■ 本文抜粋

____________

ただし、表現の自由との間で調整を図るために、以下のすべての要件を満たす場合には、「公共の利害に関する場合の特例」が適用され、名誉毀損罪は不成立となります(刑法第230条の2第1項)。
- 当該行為が公共の利害に関する事実に関係すること
- 当該行為の目的が専ら公益を図ることにあったこと
- 摘示した事実が真実であることの証明があったこと
さらに、上記の「真実性」を誤信した場合、誤信をしたことについて「確実な資料、根拠に照らし相当な理由があった」と認められれば、犯罪の故意が否定され、やはり名誉毀損罪は不成立となります(最高裁昭和44年6月25日判決)。
名誉毀損罪の法定刑は「3年以下の懲役もしくは禁錮または50万円以下の罰金」です。 -
(2)民事上の名誉毀損の要件・効果
民事上の名誉毀損は、「不法行為」の一類型として整理されます(民法第709条)。

____________

■ 課題一覧
(A) 名誉毀損についての文章によると、摘示した事実の真実性を誤信した場合でも、名誉毀損罪が成立しないことがあるのはなぜか。文章が示す理由を一〜三文で説明しなさい。
(B) 名誉毀損についての文章の続きを、最後の文の後から書き進めなさい。

ポインティング用データセットの行:
____________

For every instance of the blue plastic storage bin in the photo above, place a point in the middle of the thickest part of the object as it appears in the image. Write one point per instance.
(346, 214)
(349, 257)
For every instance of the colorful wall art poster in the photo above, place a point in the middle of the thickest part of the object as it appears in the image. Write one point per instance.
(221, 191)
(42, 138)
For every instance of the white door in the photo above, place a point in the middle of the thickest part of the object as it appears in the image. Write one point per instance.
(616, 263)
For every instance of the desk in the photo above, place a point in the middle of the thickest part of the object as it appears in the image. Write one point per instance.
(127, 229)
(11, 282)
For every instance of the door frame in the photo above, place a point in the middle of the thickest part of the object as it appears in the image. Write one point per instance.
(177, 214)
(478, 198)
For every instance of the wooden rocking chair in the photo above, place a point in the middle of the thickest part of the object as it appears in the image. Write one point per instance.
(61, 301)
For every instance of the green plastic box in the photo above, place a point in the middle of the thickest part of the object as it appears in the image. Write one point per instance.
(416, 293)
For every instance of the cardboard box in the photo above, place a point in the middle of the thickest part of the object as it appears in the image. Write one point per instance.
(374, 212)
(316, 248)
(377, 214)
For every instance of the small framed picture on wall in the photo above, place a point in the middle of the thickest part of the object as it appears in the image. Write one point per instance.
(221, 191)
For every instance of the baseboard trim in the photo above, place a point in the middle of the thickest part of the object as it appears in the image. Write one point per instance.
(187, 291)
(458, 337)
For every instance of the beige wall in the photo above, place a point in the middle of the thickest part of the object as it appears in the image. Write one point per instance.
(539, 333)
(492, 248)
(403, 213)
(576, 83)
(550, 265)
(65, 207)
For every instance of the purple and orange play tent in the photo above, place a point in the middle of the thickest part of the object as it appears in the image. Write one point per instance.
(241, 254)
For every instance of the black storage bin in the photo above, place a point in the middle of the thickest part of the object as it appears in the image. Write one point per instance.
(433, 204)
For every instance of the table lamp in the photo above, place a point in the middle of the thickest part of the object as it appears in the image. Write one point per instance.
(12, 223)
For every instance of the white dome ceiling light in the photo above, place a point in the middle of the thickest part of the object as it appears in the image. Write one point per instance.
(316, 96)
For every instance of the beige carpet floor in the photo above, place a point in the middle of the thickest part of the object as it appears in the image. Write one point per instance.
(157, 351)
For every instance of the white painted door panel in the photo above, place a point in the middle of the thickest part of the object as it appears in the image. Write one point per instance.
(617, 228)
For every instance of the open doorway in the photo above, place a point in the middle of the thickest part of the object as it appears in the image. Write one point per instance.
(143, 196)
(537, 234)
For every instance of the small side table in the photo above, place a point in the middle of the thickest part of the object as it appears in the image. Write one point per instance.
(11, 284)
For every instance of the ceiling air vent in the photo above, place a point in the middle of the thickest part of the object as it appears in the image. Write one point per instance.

____________

■ 課題別解答
(A) 誤信したことについて「確実な資料、根拠に照らし相当な理由があった」と認められれば、犯罪の故意が否定されるからである。そのため、真実性の証明がなくても名誉毀損罪は不成立となる(最高裁昭和44年6月25日判決)。

(B)
名誉毀損的な言動が不法行為に該当するための要件は、以下のとおりです。
- ① 故意または過失があること
- ② 名誉毀損的な言動によって、他人の権利または法律上保護される利益を侵害したこと
- ③ ②によって、他人に損害が生じたこと
不法行為としての名誉毀損が成立する場合には、被害者は以下のいずれか(または両方)の方法によって、民事上の救済を受けることができます。
- 加害者に対する損害賠償請求
- 加害者に対して、名誉毀損的な言動を撤回するよう求めるなどの原状回復請求(民法第723条)
2、名誉毀損の成立に必要な「事実の摘示」とは?
刑事上の名誉毀損罪については、「事実の摘示」が犯罪の成立要件となっています。
この「事実の摘示」とは何なのか、具体例とともに解説します。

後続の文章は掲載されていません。